begin STORED ROWS
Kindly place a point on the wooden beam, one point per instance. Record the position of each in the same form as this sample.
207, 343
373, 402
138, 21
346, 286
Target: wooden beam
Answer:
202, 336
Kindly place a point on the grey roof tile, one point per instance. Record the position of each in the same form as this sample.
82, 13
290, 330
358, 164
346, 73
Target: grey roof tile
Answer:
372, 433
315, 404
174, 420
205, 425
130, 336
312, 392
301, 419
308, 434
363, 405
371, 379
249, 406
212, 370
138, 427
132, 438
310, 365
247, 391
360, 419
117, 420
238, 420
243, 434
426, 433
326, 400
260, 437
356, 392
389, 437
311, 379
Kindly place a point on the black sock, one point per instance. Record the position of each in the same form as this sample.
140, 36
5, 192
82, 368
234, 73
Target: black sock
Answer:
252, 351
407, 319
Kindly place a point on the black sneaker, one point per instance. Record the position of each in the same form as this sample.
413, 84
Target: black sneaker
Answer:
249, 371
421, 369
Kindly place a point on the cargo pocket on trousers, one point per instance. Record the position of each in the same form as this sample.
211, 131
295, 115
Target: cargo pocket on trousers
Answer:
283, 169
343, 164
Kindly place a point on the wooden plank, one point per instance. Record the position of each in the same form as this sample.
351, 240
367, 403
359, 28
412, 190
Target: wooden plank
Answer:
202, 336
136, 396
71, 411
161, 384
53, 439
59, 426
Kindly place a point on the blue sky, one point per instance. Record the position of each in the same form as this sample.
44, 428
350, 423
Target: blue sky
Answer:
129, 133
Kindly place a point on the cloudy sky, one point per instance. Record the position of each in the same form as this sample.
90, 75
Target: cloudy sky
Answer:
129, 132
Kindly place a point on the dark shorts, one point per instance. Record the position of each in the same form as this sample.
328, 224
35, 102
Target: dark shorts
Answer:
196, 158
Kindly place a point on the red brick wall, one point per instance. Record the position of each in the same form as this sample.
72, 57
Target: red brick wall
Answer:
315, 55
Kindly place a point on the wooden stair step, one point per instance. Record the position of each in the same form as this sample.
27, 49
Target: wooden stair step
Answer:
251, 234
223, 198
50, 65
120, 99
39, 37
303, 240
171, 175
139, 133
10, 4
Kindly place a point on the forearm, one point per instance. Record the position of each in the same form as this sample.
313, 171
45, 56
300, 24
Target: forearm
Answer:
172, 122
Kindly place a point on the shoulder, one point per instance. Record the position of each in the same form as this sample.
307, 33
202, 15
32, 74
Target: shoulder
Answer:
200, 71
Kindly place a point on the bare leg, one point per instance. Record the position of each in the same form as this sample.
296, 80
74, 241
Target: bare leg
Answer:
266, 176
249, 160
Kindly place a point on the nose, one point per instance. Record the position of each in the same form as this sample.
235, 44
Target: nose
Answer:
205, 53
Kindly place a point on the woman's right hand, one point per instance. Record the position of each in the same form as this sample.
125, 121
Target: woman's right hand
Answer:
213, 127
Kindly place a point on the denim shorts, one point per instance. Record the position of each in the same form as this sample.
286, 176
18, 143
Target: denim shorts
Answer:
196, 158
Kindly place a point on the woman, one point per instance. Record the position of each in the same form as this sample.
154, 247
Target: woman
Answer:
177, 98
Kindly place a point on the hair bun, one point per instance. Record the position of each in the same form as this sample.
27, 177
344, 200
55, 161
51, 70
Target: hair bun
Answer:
end STORED ROWS
begin STORED ROWS
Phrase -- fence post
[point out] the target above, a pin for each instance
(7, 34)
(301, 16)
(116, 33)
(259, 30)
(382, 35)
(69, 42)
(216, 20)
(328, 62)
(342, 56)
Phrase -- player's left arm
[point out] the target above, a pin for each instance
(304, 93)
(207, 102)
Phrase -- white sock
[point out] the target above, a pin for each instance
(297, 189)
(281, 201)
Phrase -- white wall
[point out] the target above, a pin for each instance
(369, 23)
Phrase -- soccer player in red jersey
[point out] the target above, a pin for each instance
end STORED ROWS
begin STORED ROWS
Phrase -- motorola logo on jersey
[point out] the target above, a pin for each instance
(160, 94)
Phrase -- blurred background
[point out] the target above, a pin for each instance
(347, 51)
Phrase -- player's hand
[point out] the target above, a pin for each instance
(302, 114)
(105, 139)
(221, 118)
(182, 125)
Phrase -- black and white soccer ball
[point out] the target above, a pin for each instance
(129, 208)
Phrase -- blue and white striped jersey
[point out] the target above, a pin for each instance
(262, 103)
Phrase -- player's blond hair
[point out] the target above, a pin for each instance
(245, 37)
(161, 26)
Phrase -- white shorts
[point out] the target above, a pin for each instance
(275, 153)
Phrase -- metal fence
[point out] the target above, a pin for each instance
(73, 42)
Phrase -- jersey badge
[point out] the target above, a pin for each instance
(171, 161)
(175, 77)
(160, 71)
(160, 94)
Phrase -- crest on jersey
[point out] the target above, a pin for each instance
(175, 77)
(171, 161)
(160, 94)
end STORED ROWS
Return each line above that contains the string "step". Case counts.

Kindly place a point on the wooden stair step, one point per instance. Record the position of each in the same form as this sample.
Target: wooden stair step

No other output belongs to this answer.